## Consigne 1
Reprenez le texte sur la maison d'édition de "Une feuille de" à "l’aval vers l’amont.", en mettant "truites" à la place de "saumons".
## Consigne 2
D'après le texte sur la maison d'édition, de quoi François Morice est-il chargé ?

## Texte source
+ + + +
Une feuille de papier scotchée sur la porte vitrée du 3, rue de Nemours confirme bien que la librairie qui se trouvait là s’est transformée en maison d’édition, comme si l’établissement à l’instar des saumons, remontait la chaîne du livre de l’aval vers l’amont.
On pénètre dans une pièce assez modeste où l’espace occupé par trois bureaux est mangé par les livres : ceux publiés ici en premier lieu, mais aussi d’autres, venus souvent d’outre-Atlantique, versions originales de titres repris en traduction par la maison parisienne. C’est là que Mathilde Helleu, assistante d’édition (mais aussi traductrice et auteur comme chacun de ceux qui travaillent ici), Jérôme Schmidt (1,90m à vue de nez) et Alexandre Civico (d’une altitude plus raisonnable) construisent un catalogue de fictions et d’essais. Derrière cette pièce, un espace plus restreint accueille le bureau de François Morice, chargé des relations avec la presse.
S’il est un mouvement qui a marqué ces dernières années le paysage littéraire français, c’est bien l’apparition du groupe des Incultes parmi lesquels Arno Bertina, François Bégaudeau, Claro, Maylis de Kerangal, Mathias Enard, Mathieu Larnaudie, Oliver Rohe. Le nom qu’on attache au groupe est lié à la création de la revue Inculte en 2004.
+ + + +
## Données extraites
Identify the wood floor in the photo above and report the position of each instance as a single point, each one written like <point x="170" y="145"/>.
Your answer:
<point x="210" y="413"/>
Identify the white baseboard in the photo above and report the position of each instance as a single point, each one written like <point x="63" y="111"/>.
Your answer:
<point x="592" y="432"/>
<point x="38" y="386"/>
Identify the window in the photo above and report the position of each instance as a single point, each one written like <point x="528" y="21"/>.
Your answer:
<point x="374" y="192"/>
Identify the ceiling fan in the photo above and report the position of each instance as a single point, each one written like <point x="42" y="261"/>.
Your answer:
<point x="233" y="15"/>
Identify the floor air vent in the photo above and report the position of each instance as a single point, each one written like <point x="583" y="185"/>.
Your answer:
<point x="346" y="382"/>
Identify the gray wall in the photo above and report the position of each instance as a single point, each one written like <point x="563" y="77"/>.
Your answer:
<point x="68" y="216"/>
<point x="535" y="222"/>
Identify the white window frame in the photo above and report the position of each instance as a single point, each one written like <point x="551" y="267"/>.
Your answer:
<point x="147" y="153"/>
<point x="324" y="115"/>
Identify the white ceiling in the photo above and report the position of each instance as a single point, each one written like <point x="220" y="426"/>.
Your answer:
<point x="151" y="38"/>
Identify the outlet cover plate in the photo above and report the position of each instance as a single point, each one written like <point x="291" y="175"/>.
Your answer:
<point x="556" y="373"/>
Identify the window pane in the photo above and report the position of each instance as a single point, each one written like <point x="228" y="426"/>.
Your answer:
+ + + +
## Réponse 1
Une feuille de papier scotchée sur la porte vitrée du 3, rue de Nemours confirme bien que la librairie qui se trouvait là s’est transformée en maison d’édition, comme si l’établissement à l’instar des truites, remontait la chaîne du livre de l’aval vers l’amont.

## Réponse 2
Des relations avec la presse.